■ **GIVEN PROBLEM**: Please output only the lines that run from the line containing "target | red sea anemone" through the end of the material below, exactly.
— BEGIN ENTRIES —
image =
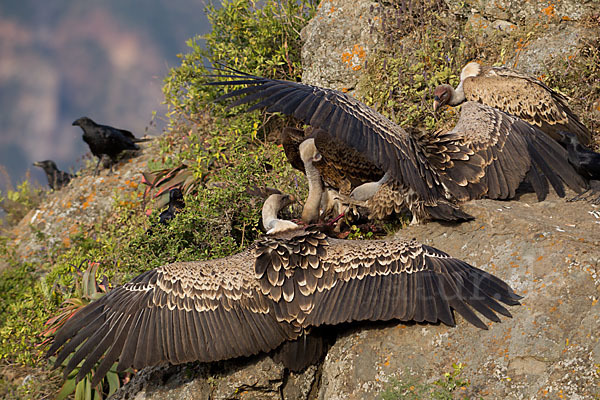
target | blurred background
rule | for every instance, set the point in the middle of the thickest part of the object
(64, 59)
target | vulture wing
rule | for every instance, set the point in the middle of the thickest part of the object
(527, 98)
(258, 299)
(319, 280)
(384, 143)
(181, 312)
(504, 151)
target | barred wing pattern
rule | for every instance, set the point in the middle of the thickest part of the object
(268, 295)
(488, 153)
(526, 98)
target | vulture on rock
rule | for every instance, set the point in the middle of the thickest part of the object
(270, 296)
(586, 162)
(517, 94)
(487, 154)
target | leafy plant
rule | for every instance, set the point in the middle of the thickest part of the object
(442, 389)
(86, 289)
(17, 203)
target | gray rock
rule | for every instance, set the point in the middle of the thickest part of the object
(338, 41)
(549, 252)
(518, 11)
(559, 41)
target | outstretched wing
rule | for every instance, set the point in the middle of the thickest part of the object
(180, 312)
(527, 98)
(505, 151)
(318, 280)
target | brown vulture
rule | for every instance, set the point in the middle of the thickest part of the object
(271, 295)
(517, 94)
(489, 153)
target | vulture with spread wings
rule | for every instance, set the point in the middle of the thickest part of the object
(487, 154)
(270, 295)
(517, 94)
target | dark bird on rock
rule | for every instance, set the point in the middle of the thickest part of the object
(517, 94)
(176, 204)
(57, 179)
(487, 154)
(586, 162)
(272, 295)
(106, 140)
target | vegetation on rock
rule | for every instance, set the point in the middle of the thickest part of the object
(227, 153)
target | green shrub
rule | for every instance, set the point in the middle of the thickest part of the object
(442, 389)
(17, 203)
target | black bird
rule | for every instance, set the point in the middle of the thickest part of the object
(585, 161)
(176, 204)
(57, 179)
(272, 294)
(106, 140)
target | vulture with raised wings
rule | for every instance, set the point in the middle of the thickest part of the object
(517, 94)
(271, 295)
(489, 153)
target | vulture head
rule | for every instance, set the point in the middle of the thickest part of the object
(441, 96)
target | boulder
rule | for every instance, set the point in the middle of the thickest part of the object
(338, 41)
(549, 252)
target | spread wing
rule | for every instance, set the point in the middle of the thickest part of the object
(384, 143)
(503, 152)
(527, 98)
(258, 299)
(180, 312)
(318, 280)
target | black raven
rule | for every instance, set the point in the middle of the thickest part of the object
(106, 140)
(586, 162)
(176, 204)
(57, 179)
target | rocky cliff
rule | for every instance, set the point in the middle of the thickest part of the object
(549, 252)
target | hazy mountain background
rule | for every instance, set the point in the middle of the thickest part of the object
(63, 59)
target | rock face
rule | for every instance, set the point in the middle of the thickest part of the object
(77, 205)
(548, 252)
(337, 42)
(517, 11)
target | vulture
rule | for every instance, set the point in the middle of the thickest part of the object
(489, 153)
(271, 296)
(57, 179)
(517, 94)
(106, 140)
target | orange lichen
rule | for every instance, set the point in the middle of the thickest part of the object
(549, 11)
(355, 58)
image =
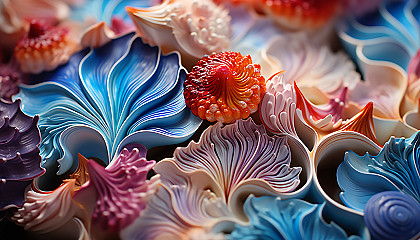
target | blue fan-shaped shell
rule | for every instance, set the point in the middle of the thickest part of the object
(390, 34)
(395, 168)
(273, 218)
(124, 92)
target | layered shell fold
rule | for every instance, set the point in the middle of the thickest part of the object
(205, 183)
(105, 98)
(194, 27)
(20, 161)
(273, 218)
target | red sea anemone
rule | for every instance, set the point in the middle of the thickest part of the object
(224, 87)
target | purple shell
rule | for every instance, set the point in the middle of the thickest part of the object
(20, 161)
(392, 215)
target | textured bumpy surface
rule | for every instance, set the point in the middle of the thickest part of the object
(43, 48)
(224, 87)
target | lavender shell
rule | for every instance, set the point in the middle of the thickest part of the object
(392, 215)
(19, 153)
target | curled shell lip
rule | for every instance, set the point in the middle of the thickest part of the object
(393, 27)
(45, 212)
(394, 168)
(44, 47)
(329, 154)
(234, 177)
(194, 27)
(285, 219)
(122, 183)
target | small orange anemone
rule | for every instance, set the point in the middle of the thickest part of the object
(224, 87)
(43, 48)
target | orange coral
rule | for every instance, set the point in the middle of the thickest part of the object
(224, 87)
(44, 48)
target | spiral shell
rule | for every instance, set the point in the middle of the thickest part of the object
— END ENTRIES —
■ **ANSWER FOR THIS EXERCISE**:
target | red sea anemone
rule | for every instance, set the point in the middle of the thickest part of the object
(224, 87)
target | purple shell
rule | for every instance, set the point in the middle of the thickest part of the object
(20, 161)
(392, 215)
target | textured bumpy surface
rule | for every instance, set the point in the middle of the thickest part of the object
(43, 48)
(224, 87)
target | lavender shell
rule | for every instance, set the point in the middle of the thickest part of the object
(392, 215)
(19, 153)
target | curled shell lip
rule | for every instance, set the point in the middle of the thickest part of the object
(393, 27)
(45, 212)
(394, 168)
(44, 47)
(329, 154)
(234, 177)
(194, 27)
(285, 219)
(122, 183)
target | small orange anemone
rule | for every instance, set the point in the middle of the thickest part of the object
(224, 87)
(43, 48)
target | orange coral
rule | for every instance, set the point in the middle of the thickest part of the object
(224, 87)
(44, 48)
target | spiral shell
rule | for every instance, set the point in the middle of the thickest part of the object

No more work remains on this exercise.